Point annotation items
══════════
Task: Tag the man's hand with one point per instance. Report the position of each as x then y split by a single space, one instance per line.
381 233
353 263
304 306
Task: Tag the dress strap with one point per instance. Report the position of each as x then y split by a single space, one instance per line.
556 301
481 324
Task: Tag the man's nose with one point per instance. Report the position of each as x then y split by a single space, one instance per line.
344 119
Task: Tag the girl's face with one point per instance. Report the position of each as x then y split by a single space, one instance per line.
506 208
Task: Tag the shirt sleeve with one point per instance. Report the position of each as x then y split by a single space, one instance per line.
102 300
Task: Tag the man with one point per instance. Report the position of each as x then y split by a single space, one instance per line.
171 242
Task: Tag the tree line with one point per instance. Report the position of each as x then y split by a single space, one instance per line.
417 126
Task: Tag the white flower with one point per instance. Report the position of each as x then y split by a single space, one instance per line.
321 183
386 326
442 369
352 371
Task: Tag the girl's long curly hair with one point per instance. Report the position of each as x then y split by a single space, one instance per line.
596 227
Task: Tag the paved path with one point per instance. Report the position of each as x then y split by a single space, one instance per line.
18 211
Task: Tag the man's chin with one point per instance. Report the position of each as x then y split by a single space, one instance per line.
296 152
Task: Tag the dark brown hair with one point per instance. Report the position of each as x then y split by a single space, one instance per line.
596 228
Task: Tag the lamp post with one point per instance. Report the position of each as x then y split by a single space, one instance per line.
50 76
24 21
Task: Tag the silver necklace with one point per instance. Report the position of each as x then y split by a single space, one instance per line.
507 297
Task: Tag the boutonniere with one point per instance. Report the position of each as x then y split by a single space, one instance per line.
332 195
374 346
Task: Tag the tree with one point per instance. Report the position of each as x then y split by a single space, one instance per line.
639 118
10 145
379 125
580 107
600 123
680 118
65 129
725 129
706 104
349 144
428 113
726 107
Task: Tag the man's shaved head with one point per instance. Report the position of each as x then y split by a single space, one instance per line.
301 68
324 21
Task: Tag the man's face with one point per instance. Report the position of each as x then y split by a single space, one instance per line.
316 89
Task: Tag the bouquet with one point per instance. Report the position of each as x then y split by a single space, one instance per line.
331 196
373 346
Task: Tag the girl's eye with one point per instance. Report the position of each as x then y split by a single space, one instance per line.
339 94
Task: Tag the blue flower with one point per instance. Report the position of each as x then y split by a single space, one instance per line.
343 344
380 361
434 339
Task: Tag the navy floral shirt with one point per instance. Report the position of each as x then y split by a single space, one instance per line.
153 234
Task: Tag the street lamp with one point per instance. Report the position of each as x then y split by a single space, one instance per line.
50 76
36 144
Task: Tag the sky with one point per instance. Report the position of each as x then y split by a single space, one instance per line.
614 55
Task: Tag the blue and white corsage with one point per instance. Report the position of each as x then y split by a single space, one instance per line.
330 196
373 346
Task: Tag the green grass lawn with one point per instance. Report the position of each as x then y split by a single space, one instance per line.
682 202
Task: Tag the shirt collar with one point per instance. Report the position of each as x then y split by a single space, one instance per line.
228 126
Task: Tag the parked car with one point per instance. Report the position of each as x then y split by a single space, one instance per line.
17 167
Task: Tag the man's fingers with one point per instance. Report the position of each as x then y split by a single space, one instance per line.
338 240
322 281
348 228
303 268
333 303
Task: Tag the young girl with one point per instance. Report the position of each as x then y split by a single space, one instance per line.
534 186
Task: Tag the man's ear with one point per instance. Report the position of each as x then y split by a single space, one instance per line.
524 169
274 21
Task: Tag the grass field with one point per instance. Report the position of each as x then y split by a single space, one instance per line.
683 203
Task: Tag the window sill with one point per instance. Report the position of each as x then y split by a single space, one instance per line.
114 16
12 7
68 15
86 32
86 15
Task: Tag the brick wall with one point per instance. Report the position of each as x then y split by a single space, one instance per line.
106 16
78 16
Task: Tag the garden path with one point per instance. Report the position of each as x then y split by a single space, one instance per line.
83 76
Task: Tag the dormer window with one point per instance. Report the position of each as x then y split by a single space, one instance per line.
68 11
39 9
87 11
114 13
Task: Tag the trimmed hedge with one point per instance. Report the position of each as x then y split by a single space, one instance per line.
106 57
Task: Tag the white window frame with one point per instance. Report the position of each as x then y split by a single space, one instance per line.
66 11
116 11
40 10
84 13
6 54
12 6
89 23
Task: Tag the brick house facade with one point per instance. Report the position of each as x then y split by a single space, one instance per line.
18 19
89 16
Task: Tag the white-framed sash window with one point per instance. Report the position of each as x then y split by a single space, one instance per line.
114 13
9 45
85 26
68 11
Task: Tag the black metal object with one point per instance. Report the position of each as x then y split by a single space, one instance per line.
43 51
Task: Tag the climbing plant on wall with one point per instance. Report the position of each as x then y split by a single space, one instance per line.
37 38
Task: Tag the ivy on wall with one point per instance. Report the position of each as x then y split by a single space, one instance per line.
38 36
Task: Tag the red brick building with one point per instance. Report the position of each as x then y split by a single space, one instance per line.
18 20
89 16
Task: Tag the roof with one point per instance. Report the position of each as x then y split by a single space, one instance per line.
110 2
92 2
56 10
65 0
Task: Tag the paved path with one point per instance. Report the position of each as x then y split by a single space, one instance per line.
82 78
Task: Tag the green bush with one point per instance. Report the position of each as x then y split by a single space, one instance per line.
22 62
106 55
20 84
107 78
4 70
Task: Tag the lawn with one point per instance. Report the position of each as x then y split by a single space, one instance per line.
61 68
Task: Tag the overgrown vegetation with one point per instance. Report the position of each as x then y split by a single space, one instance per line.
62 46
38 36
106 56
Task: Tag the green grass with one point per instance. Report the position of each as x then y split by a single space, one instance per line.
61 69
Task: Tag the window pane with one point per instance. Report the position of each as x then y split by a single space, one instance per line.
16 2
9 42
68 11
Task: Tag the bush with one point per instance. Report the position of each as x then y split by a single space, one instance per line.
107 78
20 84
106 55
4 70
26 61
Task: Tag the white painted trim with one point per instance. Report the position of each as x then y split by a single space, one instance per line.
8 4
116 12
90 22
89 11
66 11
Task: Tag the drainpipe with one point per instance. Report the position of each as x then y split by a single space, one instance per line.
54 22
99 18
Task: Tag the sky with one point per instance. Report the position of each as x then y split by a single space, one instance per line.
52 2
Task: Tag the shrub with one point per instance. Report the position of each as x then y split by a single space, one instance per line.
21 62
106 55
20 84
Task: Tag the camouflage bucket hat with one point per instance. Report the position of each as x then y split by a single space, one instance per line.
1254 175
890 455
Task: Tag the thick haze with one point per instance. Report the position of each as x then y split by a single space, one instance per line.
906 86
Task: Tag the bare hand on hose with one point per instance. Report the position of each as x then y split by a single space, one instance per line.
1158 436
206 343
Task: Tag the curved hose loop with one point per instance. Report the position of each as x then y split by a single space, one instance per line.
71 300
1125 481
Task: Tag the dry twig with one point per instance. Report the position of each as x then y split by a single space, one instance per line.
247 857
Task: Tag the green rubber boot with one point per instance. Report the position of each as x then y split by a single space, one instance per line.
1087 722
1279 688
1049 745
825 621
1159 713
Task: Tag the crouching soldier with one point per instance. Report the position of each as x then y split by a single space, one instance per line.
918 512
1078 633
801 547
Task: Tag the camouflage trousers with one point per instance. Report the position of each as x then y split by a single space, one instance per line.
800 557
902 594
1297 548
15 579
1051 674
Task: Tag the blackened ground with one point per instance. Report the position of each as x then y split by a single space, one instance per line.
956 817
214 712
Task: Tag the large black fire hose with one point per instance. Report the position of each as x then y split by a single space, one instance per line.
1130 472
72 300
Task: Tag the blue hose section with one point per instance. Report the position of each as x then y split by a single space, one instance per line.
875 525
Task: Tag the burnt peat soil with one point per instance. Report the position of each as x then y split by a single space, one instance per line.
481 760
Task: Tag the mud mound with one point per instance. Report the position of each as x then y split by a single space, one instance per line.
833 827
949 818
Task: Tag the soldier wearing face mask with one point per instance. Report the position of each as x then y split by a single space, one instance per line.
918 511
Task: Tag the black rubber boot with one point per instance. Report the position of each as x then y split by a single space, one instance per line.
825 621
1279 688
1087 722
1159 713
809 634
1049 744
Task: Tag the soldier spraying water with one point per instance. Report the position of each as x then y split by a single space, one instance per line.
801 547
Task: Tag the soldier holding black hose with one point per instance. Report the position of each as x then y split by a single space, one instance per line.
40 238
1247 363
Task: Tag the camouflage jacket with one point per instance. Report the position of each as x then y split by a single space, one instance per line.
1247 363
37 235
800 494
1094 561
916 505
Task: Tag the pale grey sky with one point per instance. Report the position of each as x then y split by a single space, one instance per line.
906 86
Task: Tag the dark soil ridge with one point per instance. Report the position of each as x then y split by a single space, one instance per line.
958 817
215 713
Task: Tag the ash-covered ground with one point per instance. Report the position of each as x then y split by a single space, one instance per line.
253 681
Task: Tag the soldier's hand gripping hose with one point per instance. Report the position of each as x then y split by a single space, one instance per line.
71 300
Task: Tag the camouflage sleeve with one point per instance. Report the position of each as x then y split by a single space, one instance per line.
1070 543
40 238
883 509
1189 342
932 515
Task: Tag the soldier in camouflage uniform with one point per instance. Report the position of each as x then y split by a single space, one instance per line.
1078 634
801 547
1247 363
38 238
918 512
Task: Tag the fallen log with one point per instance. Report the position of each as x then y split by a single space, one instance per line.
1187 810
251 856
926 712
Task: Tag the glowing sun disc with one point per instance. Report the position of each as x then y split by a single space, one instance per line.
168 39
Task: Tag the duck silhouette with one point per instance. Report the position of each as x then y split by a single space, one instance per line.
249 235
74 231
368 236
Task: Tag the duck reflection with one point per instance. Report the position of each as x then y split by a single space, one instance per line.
══════════
■ WHAT IS REQUIRED ■
Copy out, word for word, the items from the line containing "Task: Tag the soldier in" through the end of the items.

■ RIGHT ANSWER ■
Task: Tag the soldier in camouflage uniform with one point per instance. Report the position of each as x then y split by a single space, one instance per line.
1078 634
801 547
1247 363
38 238
918 512
Task: Tag the fallen log with one point per instance. Report the position of each as x then y split by a single space, one instance per line.
1187 810
251 856
926 712
Task: Tag the glowing sun disc with one point per instance. Report the position of each as x then y split by a single space, one instance per line.
168 39
Task: Tag the duck silhouette with one point per instance. Report the position of each as x then y split by a single space, one instance per line.
249 235
74 231
368 236
Task: Tag the duck reflection with one point per instance. Report the position of each as x then y split by a single space, one instance per line.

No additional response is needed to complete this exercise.